### [PROBLEM TO SOLVE]
Recast the lines of the items below as a numbered list, omitting blank lines.
****************************************
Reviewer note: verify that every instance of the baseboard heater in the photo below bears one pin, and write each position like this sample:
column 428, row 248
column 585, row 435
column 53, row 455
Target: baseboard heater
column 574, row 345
****************************************
### [EXERCISE ANSWER]
1. Reviewer note: verify that every instance of the baseboard heater in the photo below bears one pin, and write each position like this sample:
2. column 428, row 248
3. column 585, row 435
4. column 53, row 455
5. Target: baseboard heater
6. column 574, row 345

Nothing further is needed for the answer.